抜粋本文 =>
-=-=-

失神精査で行う検査一覧
失神精査で行う検査一覧
◯心エコー
必ずしも失神患者全例にやる検査ではないが、心雑音聴取や心不全徴候や心電図異常、心疾患既往などあれば絶対に必要。
評価ポイント
・大動脈弁狭窄症(AS):弁口面積や血流速度を評価。致死的疾患で重要。
・肺高血圧症:三尖弁逆流やTRPG評価。まれながら肺高血圧での失神も存在する。
・EF:EF低下や陳旧性心筋梗塞(asynagy):心室性不整脈を起こしやすい
・左房径:左房拡大があれば心房細動の存在が疑われる。
ホルター心電図や心電図モニターでAfの有無の評価必要。心房細動が洞調律化したタイミングで起こる徐脈頻脈症候群による失神の可能性を考慮する。
◯ホルター心電図(入院中であればモニター心電図)
・24時間連続で心電図を記録することによって不整脈の有無を評価する。
・1周間に1回ぐらい不整脈や動悸症状が出ている患者であれば24時間の検査で拾うことができる可能性がある。逆に1ヶ月に一度程度しか発作が起きていない場合ホルター心電図を施行しても空振りに終わる確率が高い。
◯運動負荷試験
・トレッドミル、エルゴメーター(自転車)、マスター負荷(階段の昇降)などがある。

-=-=-

失神精査の検査一覧から、「ホルター心電図や心電図モニタ」で始まり「も空振りに終わる確率が高い。」まで続く部分を、一字一句変えずに書き写してもらえますか？ この資料は参照しなくても差し支えありません。

元資料 =>
-=-=-

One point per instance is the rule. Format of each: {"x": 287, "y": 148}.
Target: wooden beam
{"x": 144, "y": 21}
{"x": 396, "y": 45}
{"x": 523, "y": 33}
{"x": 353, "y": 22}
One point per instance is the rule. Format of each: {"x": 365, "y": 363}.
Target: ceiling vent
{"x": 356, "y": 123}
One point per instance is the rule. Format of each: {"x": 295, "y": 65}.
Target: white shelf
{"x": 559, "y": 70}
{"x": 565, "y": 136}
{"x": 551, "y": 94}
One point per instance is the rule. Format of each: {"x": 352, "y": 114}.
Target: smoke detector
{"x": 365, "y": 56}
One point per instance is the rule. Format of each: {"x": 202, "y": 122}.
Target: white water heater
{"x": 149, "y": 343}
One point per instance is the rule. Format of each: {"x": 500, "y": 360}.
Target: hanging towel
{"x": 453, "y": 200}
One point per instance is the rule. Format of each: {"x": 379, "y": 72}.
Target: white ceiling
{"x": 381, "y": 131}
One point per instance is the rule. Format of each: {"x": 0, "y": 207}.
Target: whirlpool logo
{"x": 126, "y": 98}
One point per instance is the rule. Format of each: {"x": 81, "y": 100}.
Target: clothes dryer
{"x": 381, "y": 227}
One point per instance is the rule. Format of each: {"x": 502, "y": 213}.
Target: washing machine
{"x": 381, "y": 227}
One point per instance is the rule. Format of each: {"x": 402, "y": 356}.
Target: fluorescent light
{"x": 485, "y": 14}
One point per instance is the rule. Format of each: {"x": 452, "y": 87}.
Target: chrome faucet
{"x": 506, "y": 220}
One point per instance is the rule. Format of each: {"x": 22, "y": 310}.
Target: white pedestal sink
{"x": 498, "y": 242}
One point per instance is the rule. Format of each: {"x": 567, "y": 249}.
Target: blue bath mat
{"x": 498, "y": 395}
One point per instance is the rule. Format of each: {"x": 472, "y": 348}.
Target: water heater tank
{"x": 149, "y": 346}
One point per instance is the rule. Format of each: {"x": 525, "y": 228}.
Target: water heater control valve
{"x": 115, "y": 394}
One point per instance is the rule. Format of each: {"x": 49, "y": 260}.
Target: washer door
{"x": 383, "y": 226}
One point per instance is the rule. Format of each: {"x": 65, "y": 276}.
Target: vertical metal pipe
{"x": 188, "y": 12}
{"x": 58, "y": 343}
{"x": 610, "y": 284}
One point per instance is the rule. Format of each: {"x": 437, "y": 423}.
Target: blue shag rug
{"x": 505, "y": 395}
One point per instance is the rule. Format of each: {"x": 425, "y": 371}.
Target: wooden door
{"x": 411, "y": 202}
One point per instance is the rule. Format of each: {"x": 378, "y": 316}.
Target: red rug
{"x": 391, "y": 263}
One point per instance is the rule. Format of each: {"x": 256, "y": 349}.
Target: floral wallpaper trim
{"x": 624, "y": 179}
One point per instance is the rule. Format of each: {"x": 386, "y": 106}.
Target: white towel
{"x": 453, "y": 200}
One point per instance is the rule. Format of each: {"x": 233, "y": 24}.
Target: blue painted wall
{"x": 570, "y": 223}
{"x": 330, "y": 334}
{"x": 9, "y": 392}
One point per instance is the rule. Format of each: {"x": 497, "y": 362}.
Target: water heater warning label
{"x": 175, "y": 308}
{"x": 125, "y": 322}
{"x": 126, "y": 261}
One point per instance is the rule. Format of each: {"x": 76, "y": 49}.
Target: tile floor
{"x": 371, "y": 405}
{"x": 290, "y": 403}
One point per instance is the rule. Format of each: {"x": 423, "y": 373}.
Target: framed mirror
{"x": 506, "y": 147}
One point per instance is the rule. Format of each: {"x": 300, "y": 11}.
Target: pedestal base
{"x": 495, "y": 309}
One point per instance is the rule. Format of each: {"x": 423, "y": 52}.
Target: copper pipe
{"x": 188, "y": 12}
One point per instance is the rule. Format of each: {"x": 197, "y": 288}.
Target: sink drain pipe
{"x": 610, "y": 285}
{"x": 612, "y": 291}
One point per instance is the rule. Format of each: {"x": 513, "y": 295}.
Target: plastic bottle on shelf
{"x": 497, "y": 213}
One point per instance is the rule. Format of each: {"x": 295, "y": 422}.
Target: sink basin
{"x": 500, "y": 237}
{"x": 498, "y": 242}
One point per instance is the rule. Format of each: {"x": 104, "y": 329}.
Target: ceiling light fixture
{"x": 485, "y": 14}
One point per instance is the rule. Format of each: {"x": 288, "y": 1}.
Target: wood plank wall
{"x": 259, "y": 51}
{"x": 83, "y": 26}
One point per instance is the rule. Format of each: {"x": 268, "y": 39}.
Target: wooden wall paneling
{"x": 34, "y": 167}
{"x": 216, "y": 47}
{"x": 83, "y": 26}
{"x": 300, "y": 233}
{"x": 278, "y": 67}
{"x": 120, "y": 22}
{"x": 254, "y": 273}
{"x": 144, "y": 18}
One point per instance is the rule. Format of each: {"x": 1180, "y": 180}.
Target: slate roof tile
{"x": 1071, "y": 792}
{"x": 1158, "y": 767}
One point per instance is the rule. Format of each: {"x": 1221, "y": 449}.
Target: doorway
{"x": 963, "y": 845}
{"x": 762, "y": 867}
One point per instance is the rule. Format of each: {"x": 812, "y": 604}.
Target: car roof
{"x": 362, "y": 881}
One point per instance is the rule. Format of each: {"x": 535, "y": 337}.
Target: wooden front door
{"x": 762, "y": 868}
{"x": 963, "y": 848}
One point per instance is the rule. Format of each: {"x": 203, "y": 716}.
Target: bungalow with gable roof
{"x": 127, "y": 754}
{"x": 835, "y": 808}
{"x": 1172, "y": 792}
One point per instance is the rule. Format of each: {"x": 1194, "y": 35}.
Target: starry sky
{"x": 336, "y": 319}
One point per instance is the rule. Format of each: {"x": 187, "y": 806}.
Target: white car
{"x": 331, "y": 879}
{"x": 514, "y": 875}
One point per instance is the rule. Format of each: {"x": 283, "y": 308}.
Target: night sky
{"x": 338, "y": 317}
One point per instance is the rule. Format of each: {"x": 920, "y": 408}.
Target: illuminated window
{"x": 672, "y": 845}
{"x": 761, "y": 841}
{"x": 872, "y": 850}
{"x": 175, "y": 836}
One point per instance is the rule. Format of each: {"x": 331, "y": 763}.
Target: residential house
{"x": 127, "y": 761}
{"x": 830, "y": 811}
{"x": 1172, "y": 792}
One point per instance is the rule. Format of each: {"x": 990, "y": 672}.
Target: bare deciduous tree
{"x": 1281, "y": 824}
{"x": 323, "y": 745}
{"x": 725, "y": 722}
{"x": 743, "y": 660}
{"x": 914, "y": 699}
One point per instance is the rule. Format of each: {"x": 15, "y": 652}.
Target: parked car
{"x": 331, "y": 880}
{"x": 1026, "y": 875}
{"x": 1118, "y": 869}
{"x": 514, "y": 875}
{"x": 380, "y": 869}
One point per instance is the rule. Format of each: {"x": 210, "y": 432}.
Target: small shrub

-=-=-

模範解答 =>
ホルター心電図や心電図モニターでAfの有無の評価必要。心房細動が洞調律化したタイミングで起こる徐脈頻脈症候群による失神の可能性を考慮する。
◯ホルター心電図(入院中であればモニター心電図)
・24時間連続で心電図を記録することによって不整脈の有無を評価する。
・1周間に1回ぐらい不整脈や動悸症状が出ている患者であれば24時間の検査で拾うことができる可能性がある。逆に1ヶ月に一度程度しか発作が起きていない場合ホルター心電図を施行しても空振りに終わる確率が高い。